*** Opening The data ***

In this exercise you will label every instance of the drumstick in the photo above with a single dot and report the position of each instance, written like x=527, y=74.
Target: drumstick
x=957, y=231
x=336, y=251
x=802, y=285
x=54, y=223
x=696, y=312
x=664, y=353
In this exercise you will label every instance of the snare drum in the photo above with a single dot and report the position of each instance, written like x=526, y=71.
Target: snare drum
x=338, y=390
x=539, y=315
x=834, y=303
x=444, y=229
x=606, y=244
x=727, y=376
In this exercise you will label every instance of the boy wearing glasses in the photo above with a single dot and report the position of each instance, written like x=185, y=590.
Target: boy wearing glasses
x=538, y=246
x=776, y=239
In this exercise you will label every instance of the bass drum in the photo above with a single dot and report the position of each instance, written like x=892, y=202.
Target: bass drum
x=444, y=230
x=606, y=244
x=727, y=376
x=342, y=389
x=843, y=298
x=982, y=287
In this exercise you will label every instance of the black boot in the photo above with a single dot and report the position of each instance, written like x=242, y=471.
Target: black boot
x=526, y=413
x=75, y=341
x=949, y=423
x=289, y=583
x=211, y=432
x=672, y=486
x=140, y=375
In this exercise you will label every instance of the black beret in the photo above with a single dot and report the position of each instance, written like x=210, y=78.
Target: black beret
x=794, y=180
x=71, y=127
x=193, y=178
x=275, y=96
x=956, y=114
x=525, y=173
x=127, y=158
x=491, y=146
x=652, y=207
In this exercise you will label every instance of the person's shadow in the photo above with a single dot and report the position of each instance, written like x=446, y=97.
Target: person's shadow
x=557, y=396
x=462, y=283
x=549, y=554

*** Closing The data ***

§ Exercise aim
Across the listing, how many lines contain the word "single"? Give the number without further comment.

§ Finished task
7